YOUR GOAL:
Output each entry exactly as written.

Start of RECORDS FOR THE TASK

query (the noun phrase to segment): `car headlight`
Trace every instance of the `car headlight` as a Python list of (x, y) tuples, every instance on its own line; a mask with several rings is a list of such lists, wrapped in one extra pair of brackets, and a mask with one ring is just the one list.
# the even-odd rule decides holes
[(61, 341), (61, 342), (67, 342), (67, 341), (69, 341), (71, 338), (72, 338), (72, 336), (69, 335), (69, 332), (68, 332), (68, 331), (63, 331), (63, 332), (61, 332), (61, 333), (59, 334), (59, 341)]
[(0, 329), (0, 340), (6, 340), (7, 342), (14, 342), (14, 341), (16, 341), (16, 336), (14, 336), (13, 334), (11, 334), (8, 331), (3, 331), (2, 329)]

End of RECORDS FOR THE TASK

EXPECTED ANSWER:
query (the noun phrase to segment): `car headlight`
Trace every instance of the `car headlight` as a Python list of (x, y) tuples, every instance on its own line; a mask with several rings is a list of such lists, wrapped in one extra pair of brackets, and a mask with one ring is just the one list.
# the even-odd rule decides holes
[(61, 341), (61, 342), (67, 342), (67, 341), (69, 341), (71, 338), (72, 338), (72, 336), (69, 335), (69, 332), (68, 332), (68, 331), (63, 331), (63, 332), (61, 332), (61, 333), (59, 334), (59, 341)]
[(0, 329), (0, 340), (6, 340), (7, 342), (14, 342), (14, 341), (16, 341), (16, 336), (14, 336), (13, 334), (11, 334), (8, 331), (3, 331), (2, 329)]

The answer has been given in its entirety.